The reply should contain all the data below, repeated exactly, and none of the images.

*** Opening of SOURCE MATERIAL ***

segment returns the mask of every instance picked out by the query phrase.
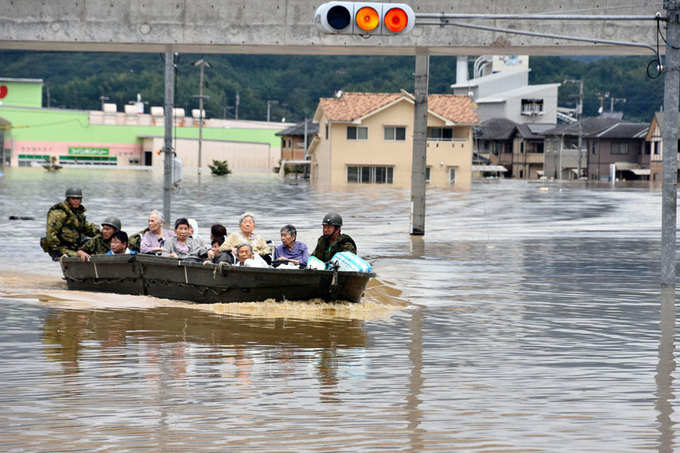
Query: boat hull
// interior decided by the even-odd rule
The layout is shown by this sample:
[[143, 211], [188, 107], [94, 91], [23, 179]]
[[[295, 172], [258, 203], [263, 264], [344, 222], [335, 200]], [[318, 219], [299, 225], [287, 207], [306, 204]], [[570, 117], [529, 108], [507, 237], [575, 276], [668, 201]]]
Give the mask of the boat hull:
[[149, 295], [197, 303], [266, 299], [359, 302], [375, 274], [202, 265], [151, 255], [63, 258], [69, 289]]

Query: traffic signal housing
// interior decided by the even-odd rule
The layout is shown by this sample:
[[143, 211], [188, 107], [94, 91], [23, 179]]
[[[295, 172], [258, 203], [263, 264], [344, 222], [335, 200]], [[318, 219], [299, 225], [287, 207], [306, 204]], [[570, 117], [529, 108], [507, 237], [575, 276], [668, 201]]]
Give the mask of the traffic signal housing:
[[415, 22], [413, 9], [404, 3], [327, 2], [314, 14], [319, 30], [339, 35], [406, 34]]

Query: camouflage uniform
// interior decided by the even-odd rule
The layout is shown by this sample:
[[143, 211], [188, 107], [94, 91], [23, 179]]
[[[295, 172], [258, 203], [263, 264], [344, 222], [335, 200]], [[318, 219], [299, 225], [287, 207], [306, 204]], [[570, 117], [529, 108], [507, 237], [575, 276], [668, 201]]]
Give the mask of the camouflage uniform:
[[326, 236], [321, 236], [319, 242], [316, 243], [316, 248], [312, 256], [316, 256], [323, 262], [330, 261], [338, 252], [352, 252], [357, 253], [357, 245], [354, 240], [346, 234], [338, 235], [335, 242], [330, 242]]
[[99, 228], [85, 218], [85, 207], [71, 208], [68, 199], [55, 204], [47, 211], [47, 234], [40, 245], [57, 260], [62, 255], [76, 256], [76, 251]]
[[97, 233], [95, 237], [83, 244], [80, 250], [88, 255], [105, 255], [111, 250], [111, 238], [104, 239], [101, 233]]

*** Close of SOURCE MATERIAL ***

§ **TASK OUTPUT**:
segment returns the mask of every instance picked out by the query phrase.
Query: boat hull
// interior decided by the even-odd rule
The layout is shown by this sample:
[[143, 211], [188, 107], [94, 91], [23, 179]]
[[[295, 172], [258, 203], [263, 264], [344, 222], [335, 200]], [[318, 219], [299, 225], [287, 207], [306, 204]], [[570, 117], [529, 108], [507, 237], [575, 276], [668, 201]]]
Give the mask of the boat hull:
[[149, 295], [197, 303], [266, 299], [359, 302], [375, 274], [202, 265], [151, 255], [63, 258], [69, 289]]

Query: traffic signal housing
// interior decided by the even-odd rule
The layout is shown by this sample:
[[143, 211], [188, 107], [94, 91], [23, 179]]
[[[295, 172], [258, 203], [263, 264], [344, 222], [335, 200]], [[318, 219], [299, 225], [287, 207], [306, 204]], [[570, 117], [529, 108], [507, 237], [575, 276], [668, 201]]]
Give the mask of the traffic signal housing:
[[415, 22], [413, 9], [404, 3], [327, 2], [314, 14], [319, 30], [339, 35], [406, 34]]

Query: camouflage uniform
// interior decided by the even-odd rule
The layout is shown by this sample:
[[143, 211], [188, 107], [94, 91], [23, 179]]
[[[295, 172], [258, 203], [263, 264], [344, 222], [335, 200]], [[318, 219], [299, 225], [287, 207], [306, 204]], [[570, 117], [529, 108], [507, 237], [575, 276], [668, 201]]]
Give the mask of the camouflage uniform:
[[326, 236], [321, 236], [319, 242], [316, 243], [316, 248], [312, 256], [316, 256], [323, 262], [330, 261], [338, 252], [352, 252], [357, 253], [357, 245], [354, 240], [346, 234], [338, 235], [335, 242], [330, 242]]
[[99, 228], [85, 218], [85, 207], [71, 208], [68, 199], [55, 204], [47, 211], [47, 234], [40, 245], [57, 260], [62, 255], [76, 256], [76, 251]]
[[97, 233], [95, 237], [83, 244], [80, 250], [88, 255], [105, 255], [111, 250], [111, 238], [104, 239], [101, 233]]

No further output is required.